## Text provided
____
American screenwriter (born 1979)

Joshua Ray Senter (born February 14, 1979) is an American screenwriter and novelist known for his work on the television series Desperate Housewives and his critically-acclaimed novel, Still the Night Call.

==Career==
Senter was born in Plato, Missouri, and his first Hollywood ambition was to become a Disney animator. After he sent his portfolio of drawings to Disney at the age of seventeen, the company called to tell him they were impressed but were not currently hiring, and he should resubmit in another six months. During those six months, he decided to pursue film directing, his other passion, and sent a collection of homemade films to Art Center College of Design in Pasadena, California. He was one of fifteen film students selected that year, and one of the only students to have not already graduated from college.

Senter redirected his pursuit of directing to writing, working on spec scripts, both feature length and for television. He soon landed his first job on the iconic lesbian drama The L Word. He followed up that incredible experience with a position as a writer on the ABC drama series Desperate Housewives. He wrote six episodes spanning the series' first, second and third seasons, debuting with the episode "Goodbye for Now". He wrote many of Bree, Lynette and Mary Alice's storylines, for which he drew much inspiration from his own mother. In 2006, Senter was nominated for a Writers Guild of America Award for the episode "Don't Look at Me".

In 2014, Senter helped write and produce a new series for ABC Family called Chasing Life. His debut novel Daisies, about the evolution of love in America, was released by Diversion Books on July 22, 2014. In 2015, he began work as a writer and producer for the critically acclaimed MTV series Finding Carter. In 2015, Senter was placed on the Tracking Board's Young and Hungry List as one of the top 100 writer's working in Hollywood. In 2016, 2017, and 2018 he wrote pilots for ABC, FOX, and NBC respectively. A Valentine's Day movie he co-wrote for Freeform, called The Thing About Harry, aired in February 2020 and was nominated for a 2021 GLAAD Media Award for "Outstanding TV Movie."
____
## Information provided

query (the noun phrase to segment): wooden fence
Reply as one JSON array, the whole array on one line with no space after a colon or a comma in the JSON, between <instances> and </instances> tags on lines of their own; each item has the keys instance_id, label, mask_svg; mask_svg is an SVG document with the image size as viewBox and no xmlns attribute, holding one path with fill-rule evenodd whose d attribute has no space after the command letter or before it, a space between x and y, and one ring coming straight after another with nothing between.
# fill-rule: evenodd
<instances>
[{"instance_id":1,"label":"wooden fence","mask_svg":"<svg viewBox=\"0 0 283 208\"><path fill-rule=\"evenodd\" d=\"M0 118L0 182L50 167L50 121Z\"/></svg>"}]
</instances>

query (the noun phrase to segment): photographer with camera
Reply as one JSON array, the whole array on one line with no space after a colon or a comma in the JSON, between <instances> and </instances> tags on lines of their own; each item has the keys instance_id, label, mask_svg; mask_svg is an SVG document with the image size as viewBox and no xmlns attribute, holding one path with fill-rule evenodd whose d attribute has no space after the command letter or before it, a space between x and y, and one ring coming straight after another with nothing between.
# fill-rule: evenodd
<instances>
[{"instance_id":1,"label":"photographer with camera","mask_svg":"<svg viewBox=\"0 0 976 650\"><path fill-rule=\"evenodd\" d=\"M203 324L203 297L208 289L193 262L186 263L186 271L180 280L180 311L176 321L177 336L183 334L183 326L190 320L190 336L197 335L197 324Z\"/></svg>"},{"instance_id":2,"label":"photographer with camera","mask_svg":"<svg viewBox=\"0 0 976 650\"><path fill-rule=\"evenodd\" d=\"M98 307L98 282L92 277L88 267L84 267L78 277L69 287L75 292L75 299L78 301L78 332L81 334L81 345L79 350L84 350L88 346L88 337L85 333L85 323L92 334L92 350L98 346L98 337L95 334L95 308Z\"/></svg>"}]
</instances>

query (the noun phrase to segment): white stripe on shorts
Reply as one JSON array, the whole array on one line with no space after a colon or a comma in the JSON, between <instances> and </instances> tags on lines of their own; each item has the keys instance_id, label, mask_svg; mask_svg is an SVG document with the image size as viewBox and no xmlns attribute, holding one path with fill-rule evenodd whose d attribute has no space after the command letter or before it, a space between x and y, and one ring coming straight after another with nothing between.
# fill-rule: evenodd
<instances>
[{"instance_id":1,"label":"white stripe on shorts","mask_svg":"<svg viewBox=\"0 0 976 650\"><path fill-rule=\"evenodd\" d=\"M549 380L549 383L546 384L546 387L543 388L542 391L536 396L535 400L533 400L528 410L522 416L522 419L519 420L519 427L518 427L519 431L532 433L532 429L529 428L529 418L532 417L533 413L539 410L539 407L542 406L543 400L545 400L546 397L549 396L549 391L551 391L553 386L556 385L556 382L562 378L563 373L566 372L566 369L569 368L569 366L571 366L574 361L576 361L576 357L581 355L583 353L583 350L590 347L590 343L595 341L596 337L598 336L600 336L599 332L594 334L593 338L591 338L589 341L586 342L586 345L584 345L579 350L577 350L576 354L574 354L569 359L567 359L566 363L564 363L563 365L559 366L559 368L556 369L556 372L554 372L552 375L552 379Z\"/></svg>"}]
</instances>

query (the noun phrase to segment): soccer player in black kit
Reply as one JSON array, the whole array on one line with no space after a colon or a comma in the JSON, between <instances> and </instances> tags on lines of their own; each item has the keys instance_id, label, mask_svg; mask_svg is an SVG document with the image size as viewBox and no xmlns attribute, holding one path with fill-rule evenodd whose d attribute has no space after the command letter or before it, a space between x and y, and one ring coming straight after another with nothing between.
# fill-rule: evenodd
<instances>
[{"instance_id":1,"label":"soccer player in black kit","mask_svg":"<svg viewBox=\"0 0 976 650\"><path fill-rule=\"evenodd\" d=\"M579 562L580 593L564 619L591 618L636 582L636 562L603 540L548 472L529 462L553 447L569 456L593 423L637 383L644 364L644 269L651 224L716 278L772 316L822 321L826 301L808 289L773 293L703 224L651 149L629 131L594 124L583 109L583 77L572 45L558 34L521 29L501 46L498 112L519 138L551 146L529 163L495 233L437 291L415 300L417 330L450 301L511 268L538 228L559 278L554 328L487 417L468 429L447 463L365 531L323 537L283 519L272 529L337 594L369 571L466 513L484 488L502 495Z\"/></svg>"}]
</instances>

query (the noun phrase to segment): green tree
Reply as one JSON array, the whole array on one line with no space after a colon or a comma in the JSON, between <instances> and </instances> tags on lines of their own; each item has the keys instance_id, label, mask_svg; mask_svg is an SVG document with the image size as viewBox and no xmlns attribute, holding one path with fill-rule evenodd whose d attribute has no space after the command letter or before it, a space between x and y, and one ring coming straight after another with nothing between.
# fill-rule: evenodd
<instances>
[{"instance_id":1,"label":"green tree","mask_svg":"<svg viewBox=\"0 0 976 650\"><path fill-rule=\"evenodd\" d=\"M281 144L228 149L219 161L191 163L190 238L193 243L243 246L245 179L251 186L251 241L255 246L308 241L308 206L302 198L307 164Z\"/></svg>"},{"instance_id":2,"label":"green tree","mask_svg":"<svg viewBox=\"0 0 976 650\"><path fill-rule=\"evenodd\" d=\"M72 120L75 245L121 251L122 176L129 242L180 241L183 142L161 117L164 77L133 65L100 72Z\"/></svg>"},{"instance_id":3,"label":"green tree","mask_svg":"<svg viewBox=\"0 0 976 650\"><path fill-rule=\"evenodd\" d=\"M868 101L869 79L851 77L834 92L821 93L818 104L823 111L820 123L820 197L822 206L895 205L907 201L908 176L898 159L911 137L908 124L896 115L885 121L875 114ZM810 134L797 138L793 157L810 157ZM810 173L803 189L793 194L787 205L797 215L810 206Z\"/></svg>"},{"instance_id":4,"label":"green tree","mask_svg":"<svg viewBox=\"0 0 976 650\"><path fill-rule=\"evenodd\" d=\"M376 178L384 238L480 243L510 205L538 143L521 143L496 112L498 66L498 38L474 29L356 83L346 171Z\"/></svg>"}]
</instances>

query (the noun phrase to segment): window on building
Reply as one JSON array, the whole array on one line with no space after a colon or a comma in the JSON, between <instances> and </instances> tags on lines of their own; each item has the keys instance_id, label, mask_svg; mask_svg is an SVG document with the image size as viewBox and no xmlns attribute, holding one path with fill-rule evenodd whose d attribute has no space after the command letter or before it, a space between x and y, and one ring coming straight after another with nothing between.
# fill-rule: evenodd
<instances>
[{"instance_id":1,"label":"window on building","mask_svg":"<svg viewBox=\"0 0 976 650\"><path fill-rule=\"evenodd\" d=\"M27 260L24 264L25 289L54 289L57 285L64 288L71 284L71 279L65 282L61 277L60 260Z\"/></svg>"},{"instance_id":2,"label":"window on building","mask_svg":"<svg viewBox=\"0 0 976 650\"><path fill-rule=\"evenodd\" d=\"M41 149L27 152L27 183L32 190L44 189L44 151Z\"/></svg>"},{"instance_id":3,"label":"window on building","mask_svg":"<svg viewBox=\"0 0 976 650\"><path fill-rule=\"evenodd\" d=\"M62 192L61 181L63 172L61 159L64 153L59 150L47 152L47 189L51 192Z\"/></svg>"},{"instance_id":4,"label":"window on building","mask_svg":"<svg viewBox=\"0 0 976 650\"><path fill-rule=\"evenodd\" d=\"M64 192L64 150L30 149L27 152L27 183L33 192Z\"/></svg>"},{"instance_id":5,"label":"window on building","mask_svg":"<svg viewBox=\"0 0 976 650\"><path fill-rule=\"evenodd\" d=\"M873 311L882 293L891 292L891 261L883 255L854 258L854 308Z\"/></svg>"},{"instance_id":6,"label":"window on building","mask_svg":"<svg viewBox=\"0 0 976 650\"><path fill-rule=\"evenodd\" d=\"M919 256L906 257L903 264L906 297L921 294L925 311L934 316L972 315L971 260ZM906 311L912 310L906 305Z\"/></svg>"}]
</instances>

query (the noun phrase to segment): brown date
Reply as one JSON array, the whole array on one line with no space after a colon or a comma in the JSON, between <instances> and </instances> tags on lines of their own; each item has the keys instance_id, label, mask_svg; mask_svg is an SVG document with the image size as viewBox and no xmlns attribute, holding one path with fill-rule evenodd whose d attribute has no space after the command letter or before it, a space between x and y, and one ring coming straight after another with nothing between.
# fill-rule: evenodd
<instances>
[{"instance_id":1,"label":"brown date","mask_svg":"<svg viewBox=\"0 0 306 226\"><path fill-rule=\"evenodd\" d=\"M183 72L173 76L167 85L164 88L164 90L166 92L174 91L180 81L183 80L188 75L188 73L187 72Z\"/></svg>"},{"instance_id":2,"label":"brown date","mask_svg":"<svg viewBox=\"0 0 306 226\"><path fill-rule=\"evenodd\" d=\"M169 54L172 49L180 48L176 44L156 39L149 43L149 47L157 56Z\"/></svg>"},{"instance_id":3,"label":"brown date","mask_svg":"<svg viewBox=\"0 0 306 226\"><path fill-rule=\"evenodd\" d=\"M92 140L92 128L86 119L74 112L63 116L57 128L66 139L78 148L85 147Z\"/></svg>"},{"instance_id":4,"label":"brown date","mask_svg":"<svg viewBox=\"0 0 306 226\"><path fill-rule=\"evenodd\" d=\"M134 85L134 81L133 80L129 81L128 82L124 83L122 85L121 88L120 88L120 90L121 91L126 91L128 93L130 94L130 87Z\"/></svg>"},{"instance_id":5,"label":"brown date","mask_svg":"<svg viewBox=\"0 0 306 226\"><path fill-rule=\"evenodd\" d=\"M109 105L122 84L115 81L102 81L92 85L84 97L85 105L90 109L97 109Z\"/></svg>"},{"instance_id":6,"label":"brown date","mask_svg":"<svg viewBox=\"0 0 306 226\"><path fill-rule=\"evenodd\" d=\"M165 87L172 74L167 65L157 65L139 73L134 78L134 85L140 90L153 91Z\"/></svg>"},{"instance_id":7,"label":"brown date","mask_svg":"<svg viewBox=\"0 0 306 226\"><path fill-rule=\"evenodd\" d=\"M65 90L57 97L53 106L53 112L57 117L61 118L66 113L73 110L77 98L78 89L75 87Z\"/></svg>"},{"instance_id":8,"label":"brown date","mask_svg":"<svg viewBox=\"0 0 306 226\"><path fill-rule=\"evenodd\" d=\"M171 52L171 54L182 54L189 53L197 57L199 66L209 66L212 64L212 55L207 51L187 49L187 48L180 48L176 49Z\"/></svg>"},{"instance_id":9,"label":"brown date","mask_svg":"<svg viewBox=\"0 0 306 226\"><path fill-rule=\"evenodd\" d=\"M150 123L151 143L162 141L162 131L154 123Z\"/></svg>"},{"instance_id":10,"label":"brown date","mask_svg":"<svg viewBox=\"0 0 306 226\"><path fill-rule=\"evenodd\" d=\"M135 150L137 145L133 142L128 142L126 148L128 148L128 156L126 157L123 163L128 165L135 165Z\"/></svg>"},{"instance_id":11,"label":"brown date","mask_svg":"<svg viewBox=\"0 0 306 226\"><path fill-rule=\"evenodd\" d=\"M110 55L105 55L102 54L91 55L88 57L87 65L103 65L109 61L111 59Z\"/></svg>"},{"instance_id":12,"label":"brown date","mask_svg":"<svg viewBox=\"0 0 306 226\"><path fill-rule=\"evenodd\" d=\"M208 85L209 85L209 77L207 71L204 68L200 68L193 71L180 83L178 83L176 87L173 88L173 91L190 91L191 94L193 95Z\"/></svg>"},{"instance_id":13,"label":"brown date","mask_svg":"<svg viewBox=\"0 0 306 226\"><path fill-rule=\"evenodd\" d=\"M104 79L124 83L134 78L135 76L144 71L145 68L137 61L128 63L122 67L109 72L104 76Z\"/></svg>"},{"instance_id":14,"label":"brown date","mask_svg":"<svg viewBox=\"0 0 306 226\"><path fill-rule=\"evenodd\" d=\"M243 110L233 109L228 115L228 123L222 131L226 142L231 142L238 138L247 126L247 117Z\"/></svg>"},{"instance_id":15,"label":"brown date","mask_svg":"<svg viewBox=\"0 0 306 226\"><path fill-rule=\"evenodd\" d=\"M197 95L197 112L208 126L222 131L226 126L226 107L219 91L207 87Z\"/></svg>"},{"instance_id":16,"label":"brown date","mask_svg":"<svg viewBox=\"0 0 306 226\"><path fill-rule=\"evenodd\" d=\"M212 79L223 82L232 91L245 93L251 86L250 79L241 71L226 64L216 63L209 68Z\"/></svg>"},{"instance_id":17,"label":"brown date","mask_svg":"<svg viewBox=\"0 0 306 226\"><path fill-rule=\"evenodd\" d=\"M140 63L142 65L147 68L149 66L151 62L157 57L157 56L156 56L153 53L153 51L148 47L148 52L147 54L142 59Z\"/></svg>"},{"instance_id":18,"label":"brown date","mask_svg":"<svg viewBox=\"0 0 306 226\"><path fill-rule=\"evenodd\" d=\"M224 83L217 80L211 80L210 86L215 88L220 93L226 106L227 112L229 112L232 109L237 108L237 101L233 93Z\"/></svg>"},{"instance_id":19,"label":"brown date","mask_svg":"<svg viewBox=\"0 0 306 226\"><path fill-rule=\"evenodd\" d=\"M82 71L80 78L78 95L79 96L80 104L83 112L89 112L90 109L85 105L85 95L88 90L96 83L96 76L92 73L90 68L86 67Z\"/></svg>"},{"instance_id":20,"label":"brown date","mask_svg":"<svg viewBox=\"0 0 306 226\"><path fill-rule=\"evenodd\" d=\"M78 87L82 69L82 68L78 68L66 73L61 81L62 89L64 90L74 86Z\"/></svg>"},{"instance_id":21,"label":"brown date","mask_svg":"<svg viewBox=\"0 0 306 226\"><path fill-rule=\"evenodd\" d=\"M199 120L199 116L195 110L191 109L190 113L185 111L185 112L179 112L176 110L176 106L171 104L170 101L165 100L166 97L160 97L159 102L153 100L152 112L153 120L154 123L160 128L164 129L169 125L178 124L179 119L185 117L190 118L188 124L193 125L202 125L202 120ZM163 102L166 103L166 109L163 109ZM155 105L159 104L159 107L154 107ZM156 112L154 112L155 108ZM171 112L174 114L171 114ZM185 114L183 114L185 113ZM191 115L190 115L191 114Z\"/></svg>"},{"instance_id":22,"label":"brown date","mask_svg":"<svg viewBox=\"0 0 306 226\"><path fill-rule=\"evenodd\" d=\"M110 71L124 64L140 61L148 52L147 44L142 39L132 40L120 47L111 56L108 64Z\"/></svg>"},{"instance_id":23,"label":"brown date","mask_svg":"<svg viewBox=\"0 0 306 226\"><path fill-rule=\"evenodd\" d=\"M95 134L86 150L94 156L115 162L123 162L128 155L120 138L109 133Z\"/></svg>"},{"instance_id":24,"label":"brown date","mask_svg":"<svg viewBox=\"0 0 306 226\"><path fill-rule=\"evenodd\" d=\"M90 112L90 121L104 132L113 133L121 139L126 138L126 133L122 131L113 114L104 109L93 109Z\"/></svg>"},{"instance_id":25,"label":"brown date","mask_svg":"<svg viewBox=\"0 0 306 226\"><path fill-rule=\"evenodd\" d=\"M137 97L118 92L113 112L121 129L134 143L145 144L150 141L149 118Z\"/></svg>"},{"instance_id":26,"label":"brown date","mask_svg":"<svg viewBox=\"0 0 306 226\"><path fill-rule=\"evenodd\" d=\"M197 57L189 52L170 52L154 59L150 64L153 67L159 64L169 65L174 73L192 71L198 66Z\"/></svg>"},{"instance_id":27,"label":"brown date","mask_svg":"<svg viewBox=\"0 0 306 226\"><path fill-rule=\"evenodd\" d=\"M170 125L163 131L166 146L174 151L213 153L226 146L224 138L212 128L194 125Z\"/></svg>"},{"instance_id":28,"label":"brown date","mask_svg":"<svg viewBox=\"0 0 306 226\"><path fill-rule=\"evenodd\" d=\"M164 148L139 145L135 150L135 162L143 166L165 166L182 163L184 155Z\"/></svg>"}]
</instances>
____
## Task instructions
1. Using the biography of screenwriter Joshua Ray Senter, decide whether each statement agrees with it. Answer yes or no for each one and quote the words of the text that decide it.
(a) Senter was born in Plato, Missouri.
(b) Disney hired Senter after seeing his portfolio of drawings.
(c) Senter wrote six episodes of Desperate Housewives.
2. According to the biography of screenwriter Joshua Ray Senter, which company released his debut novel Daisies?
3. Continue the biography of screenwriter Joshua Ray Senter from its last sentence.

## Results for each task
1.
(a) Yes: "Senter was born in Plato, Missouri"
(b) No: "the company called to tell him they were impressed but were not currently hiring"
(c) Yes: "He wrote six episodes spanning the series' first, second and third seasons"

2. Diversion Books released Daisies on July 22, 2014.

3.
On January 14, 2022, Senter's sophomore novel Still the Night Call was released by Roubidoux Press to critical acclaim. Booklist Reviews called it "A majestic and melancholy story of farm life, politics, and unwanted decisions in an amazing Ozark landscape." Kirkus Reviews gave it one of their coveted stars and said it's "A candid tale that triumphantly understands the Midwestern psyche, delivering moments of beauty and tragedy." It was also named Best Indie Book of 2021 by Kirkus Reviews. In March 2022, the Eric Hoffer Awards bestowed an honorable mention upon Still the Night Call and named it a finalist for their grand prize. In May 2022 IndieReader awarded Still the Night Call Best Literary Fiction of 2022.

Senter's work has been praised for its humor, heart, and honesty. He has a knack for creating relatable characters and stories that resonate with audiences. He is considered a role model for aspiring writers and a trailblazer for LGBTQ+ representation in Hollywood.

==Personal life==
Joshua enter grew up on a 500 acre farm in Fort Leonard Wood near Plato, Missouri and was homeschooled with his four sisters by his mother Brenda. Before the age of thirteen, his parents' fundamental Christian beliefs did not allow him to watch or their family to own a television, so instead he spent his time alone drawing, painting, throwing pottery and sewing: "Being alone so much probably helped me become a better writer since it's just you and the page," he says of his childhood. He recalls in particular his first viewing of Jurassic Park, which he says inspired him to become a filmmaker. Before heading for Hollywood, he and his youngest sister used his father's home video camera to make short films and music videos.

He now resides in Los Angeles with his husband and their three cats.